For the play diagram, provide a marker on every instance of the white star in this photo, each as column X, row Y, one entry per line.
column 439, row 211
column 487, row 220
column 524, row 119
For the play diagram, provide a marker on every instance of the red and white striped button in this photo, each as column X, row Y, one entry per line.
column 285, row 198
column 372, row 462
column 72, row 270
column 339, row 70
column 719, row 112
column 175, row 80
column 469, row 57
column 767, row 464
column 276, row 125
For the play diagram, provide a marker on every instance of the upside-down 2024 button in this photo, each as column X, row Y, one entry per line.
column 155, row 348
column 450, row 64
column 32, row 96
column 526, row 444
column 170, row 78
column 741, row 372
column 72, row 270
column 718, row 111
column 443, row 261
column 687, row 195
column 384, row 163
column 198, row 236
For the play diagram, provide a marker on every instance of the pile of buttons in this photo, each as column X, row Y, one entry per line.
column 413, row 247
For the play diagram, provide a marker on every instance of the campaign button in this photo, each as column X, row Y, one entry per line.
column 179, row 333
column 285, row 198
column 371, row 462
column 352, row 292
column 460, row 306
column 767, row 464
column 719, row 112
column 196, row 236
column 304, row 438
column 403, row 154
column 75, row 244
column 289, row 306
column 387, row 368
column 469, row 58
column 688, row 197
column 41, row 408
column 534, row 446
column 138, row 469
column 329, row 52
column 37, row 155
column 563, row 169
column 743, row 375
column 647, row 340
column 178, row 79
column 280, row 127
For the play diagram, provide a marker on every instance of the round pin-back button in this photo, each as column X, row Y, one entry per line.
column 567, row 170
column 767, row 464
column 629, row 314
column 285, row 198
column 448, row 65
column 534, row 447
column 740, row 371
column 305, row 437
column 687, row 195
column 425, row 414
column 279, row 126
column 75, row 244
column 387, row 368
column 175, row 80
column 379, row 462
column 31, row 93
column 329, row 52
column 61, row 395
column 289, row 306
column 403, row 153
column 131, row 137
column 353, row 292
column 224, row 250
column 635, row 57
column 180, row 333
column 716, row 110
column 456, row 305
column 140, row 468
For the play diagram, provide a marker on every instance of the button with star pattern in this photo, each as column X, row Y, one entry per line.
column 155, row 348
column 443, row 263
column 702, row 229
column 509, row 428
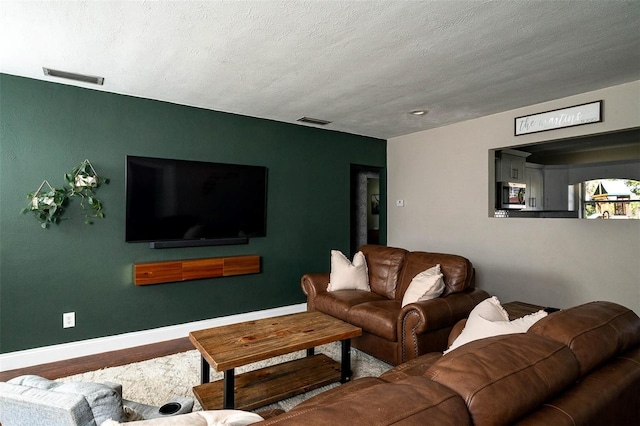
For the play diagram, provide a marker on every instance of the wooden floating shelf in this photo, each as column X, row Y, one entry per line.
column 194, row 269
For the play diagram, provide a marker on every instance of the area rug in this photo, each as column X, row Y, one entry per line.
column 158, row 380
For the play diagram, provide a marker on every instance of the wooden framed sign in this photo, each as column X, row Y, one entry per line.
column 559, row 118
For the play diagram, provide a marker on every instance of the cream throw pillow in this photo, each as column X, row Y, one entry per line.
column 488, row 319
column 424, row 286
column 346, row 275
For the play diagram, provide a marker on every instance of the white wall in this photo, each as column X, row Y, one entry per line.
column 443, row 177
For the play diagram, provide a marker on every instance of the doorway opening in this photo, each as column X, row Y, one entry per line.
column 367, row 203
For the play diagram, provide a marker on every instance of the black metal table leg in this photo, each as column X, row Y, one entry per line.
column 345, row 367
column 205, row 370
column 229, row 389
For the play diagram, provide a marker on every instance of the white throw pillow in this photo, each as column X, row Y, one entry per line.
column 488, row 319
column 346, row 275
column 426, row 285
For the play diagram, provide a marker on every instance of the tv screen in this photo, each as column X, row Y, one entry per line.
column 189, row 201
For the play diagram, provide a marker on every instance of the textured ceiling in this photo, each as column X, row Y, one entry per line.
column 361, row 64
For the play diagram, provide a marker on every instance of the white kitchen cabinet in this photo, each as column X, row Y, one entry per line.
column 535, row 187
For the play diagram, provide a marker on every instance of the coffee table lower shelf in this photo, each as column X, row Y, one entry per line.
column 258, row 388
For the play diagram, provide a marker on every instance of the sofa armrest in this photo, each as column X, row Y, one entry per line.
column 435, row 315
column 455, row 332
column 312, row 285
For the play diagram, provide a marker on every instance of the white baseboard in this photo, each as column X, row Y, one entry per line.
column 47, row 354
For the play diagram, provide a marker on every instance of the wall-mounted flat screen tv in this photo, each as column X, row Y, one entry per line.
column 181, row 203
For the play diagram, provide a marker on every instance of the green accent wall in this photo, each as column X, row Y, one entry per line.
column 46, row 129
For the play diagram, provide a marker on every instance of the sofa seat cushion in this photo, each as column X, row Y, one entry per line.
column 378, row 317
column 594, row 331
column 104, row 401
column 338, row 303
column 414, row 367
column 421, row 402
column 504, row 377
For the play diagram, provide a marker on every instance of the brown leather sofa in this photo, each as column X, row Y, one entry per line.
column 389, row 332
column 579, row 366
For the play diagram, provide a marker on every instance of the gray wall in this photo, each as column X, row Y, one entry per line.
column 443, row 175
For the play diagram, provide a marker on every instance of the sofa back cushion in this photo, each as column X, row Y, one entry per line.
column 457, row 271
column 384, row 264
column 504, row 377
column 594, row 331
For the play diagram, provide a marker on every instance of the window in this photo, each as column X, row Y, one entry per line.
column 611, row 199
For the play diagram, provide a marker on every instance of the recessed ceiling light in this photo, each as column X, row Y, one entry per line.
column 73, row 76
column 313, row 121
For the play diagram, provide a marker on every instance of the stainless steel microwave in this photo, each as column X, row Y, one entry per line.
column 512, row 195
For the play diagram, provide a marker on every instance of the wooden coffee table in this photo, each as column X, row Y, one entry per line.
column 228, row 347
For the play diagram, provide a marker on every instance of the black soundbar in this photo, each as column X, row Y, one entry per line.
column 199, row 243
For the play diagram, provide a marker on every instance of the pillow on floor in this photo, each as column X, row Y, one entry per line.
column 424, row 286
column 346, row 275
column 488, row 319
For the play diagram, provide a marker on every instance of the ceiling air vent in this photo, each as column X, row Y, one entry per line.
column 314, row 121
column 73, row 76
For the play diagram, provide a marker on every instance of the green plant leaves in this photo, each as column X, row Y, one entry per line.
column 82, row 181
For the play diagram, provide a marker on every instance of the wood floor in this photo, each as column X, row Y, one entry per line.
column 73, row 366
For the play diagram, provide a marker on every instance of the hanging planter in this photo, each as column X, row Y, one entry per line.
column 48, row 205
column 83, row 182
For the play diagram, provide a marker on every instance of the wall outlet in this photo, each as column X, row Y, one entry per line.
column 68, row 320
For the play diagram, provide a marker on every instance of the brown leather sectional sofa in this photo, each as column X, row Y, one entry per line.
column 390, row 332
column 579, row 366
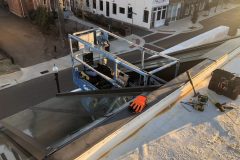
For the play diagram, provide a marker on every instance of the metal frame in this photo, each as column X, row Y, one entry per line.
column 118, row 61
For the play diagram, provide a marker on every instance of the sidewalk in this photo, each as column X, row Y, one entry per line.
column 80, row 21
column 34, row 71
column 184, row 25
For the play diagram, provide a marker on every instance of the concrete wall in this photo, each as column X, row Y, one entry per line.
column 213, row 35
column 138, row 7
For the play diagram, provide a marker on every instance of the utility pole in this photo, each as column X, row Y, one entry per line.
column 61, row 20
column 82, row 9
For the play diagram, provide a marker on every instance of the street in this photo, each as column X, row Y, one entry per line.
column 225, row 19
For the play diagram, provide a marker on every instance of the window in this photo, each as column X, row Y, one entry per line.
column 101, row 5
column 161, row 12
column 114, row 8
column 145, row 16
column 87, row 2
column 130, row 12
column 94, row 4
column 122, row 10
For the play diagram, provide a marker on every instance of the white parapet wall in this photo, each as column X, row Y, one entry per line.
column 213, row 35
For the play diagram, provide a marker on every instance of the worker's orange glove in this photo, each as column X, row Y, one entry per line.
column 138, row 104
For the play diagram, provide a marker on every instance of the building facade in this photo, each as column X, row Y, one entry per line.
column 179, row 9
column 143, row 13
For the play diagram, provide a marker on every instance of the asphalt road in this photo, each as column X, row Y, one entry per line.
column 35, row 91
column 230, row 18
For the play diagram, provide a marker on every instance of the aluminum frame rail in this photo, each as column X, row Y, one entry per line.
column 117, row 60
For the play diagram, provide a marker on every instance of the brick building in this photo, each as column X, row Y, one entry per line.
column 22, row 7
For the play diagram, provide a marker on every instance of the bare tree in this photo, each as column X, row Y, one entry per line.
column 60, row 19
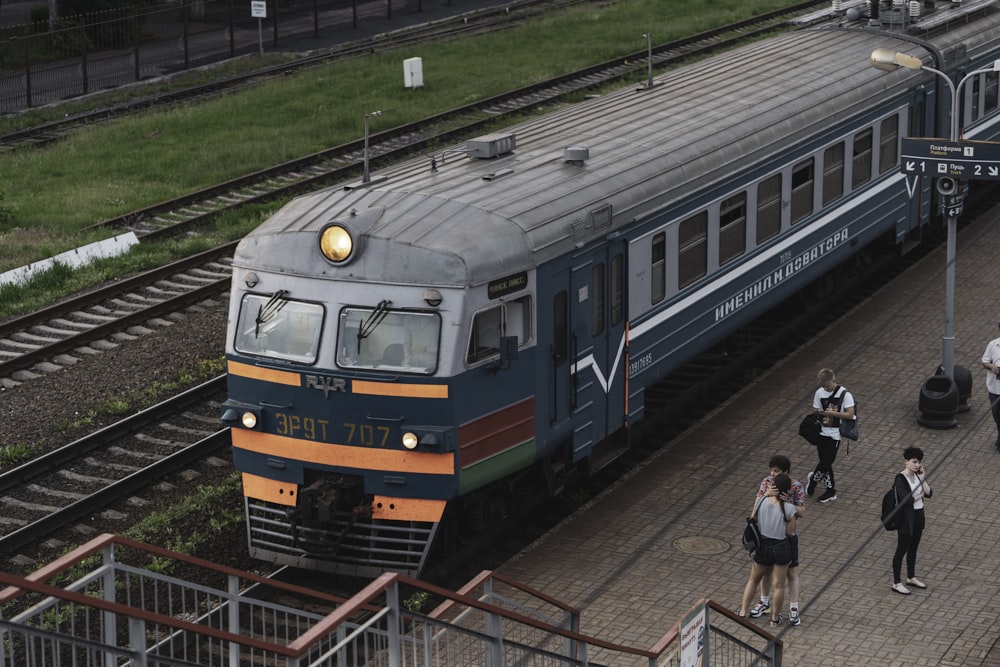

WORK TO COMPLETE: Retype the lines from the first one down through the line holding "column 280, row 127", both ends included, with each line unchanged.

EXERCISE OUTPUT:
For the play diagram, provide a marker on every instance of the white star in this photo, each as column X, row Y, one entry per line.
column 439, row 211
column 487, row 220
column 524, row 119
For the play diagram, provide a marker on every instance of the red and white striped button in this photo, each as column X, row Y, one entry per line.
column 285, row 198
column 372, row 462
column 72, row 270
column 339, row 70
column 719, row 112
column 175, row 80
column 469, row 57
column 767, row 464
column 276, row 125
For the play diagram, provide a marker on every instance of the upside-down 2024 button in this photo, each as column X, row Y, one entry per line.
column 155, row 348
column 450, row 64
column 32, row 96
column 526, row 444
column 170, row 78
column 741, row 372
column 72, row 270
column 718, row 111
column 443, row 261
column 687, row 195
column 384, row 163
column 198, row 236
For the play diagram, provide a marker on every instance of the pile of buttons in this photo, each as column X, row Y, one entry per line.
column 413, row 247
For the play diagram, provide a marker on every instance of the campaign button in this photo, each as column X, row Y, one entry per line.
column 179, row 333
column 285, row 198
column 371, row 462
column 352, row 292
column 460, row 306
column 767, row 464
column 719, row 112
column 196, row 236
column 304, row 438
column 403, row 154
column 75, row 244
column 289, row 306
column 387, row 368
column 469, row 58
column 688, row 197
column 41, row 408
column 534, row 446
column 138, row 469
column 329, row 52
column 37, row 155
column 563, row 169
column 743, row 375
column 647, row 340
column 178, row 79
column 280, row 127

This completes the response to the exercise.